**What the task asks**
Across the data below, how many lines have the word "petal" in them? Respond with the number alone.

**Exercise inputs**
^^^^^^^^

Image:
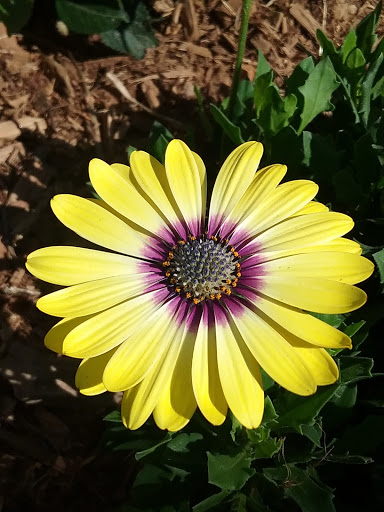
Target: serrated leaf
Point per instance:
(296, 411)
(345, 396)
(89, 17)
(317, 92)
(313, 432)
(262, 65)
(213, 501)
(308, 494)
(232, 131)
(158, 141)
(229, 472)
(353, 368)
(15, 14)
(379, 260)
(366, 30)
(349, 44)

^^^^^^^^

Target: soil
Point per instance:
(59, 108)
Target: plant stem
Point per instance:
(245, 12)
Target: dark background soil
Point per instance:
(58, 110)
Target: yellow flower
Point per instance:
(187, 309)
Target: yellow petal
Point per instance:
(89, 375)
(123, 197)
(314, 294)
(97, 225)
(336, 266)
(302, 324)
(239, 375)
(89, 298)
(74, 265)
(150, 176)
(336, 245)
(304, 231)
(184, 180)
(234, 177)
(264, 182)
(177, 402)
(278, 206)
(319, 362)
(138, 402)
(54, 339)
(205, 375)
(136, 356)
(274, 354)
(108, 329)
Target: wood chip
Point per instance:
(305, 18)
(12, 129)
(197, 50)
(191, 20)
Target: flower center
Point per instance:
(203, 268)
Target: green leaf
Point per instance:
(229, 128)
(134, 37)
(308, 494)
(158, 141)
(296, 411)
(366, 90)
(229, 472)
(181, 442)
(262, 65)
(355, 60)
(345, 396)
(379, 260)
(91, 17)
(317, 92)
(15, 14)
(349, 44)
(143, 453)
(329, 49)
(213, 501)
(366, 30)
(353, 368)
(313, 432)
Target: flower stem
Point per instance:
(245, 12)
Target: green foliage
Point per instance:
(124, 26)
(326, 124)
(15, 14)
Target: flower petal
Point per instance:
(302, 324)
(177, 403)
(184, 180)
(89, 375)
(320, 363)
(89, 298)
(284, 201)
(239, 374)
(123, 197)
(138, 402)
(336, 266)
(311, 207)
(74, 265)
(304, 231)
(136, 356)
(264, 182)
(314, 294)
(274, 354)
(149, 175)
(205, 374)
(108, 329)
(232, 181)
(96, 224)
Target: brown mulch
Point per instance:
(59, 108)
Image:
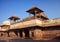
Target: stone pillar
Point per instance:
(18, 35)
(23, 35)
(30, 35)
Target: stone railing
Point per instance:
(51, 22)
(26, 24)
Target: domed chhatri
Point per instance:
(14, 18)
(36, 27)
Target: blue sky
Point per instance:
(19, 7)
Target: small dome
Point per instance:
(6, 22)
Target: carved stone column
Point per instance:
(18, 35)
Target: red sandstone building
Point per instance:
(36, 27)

^^^^^^^^

**Result for this task**
2